Could each entry below be printed again exactly as given?
'''
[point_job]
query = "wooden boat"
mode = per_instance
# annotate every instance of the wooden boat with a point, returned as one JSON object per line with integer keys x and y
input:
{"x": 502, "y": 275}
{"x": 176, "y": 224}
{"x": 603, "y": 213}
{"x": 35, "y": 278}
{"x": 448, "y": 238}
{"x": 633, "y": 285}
'''
Response for this exercise:
[point_job]
query = "wooden boat"
mode = per_instance
# annotate every instance of the wooden boat with a point, returned as one JSON object per line with integer keys x and y
input:
{"x": 502, "y": 275}
{"x": 176, "y": 224}
{"x": 603, "y": 213}
{"x": 35, "y": 278}
{"x": 448, "y": 238}
{"x": 633, "y": 285}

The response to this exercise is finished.